#### RAW DATA
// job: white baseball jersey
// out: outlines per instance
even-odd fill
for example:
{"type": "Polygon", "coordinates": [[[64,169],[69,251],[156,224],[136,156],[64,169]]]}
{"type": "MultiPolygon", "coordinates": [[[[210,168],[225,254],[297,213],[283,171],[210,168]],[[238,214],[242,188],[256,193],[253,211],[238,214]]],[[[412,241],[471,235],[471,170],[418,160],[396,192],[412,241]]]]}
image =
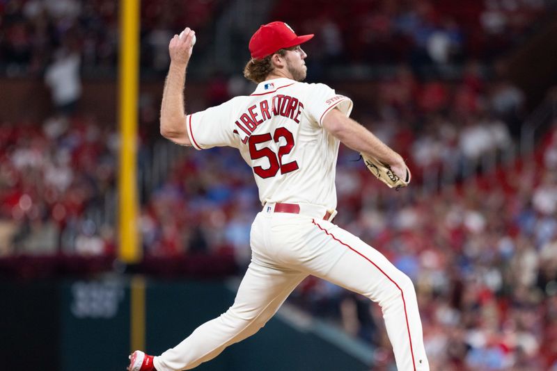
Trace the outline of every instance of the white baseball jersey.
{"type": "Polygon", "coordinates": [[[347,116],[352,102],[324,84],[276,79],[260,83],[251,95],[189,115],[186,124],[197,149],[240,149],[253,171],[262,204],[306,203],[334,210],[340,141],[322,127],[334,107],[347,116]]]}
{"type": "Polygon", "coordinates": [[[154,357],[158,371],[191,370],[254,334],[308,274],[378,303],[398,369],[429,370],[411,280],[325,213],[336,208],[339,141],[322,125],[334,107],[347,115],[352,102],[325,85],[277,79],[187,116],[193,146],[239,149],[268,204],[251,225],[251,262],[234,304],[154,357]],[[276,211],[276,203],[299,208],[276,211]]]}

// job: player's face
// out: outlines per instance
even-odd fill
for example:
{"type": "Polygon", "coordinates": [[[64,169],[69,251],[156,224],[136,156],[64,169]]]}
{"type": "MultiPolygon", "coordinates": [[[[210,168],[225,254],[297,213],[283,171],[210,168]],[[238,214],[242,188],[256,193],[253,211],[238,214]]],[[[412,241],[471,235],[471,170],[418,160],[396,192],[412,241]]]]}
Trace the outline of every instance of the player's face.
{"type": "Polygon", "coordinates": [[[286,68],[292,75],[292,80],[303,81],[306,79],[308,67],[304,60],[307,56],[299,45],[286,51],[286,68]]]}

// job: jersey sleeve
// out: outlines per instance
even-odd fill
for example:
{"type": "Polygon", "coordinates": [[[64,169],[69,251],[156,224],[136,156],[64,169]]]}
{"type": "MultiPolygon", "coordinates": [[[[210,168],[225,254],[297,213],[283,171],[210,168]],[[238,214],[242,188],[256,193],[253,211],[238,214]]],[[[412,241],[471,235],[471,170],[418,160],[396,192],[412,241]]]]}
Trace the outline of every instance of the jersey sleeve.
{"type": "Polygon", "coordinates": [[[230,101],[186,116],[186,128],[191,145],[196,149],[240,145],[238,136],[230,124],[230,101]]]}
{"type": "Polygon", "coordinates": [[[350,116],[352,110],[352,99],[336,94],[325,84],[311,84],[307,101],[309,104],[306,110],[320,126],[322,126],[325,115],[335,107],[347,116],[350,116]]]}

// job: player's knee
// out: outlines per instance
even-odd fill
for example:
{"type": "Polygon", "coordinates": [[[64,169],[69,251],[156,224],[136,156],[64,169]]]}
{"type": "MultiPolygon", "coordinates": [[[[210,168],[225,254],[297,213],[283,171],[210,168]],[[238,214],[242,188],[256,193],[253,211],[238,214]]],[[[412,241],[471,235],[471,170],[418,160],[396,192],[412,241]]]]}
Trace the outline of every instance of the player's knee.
...
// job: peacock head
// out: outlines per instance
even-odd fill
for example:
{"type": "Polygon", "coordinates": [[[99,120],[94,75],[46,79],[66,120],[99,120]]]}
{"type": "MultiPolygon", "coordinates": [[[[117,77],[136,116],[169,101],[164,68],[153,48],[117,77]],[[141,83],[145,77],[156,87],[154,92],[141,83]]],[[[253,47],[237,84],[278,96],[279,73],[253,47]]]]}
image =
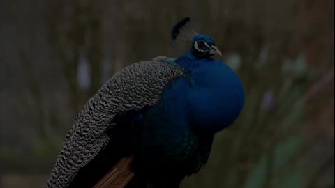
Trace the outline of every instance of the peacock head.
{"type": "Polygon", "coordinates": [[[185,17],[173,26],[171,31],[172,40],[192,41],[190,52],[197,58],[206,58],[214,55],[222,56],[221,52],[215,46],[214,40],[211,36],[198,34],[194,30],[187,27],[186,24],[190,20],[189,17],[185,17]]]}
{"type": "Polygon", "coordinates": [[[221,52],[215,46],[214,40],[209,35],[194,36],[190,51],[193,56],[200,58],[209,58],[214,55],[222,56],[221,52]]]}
* * *
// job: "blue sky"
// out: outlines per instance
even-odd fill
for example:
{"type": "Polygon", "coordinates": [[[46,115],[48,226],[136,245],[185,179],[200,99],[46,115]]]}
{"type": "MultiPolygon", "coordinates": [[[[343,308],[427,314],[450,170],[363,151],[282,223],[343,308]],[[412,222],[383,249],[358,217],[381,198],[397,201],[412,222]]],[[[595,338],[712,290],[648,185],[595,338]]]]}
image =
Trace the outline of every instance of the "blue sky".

#### EXERCISE DETAILS
Begin at the line that has "job: white baseball jersey" and stop after the line that has "Trace the outline of every instance of the white", then write those lines of the items again with "instance" changed to "occurrence" and nothing else altered. Leave the pictures out of your answer.

#### ANSWER TO THIS EXERCISE
// job: white baseball jersey
// out: outlines per occurrence
even-odd fill
for example:
{"type": "Polygon", "coordinates": [[[64,169],[69,251],[156,224],[136,156],[64,169]]]}
{"type": "MultiPolygon", "coordinates": [[[[210,168],[225,254],[297,213],[283,171],[210,168]],[[238,214],[242,188],[256,193],[253,211],[238,214]]],[[[412,241],[471,235],[471,170],[418,160],[396,192],[412,241]]]]}
image =
Trace the outline of every occurrence of the white baseball jersey.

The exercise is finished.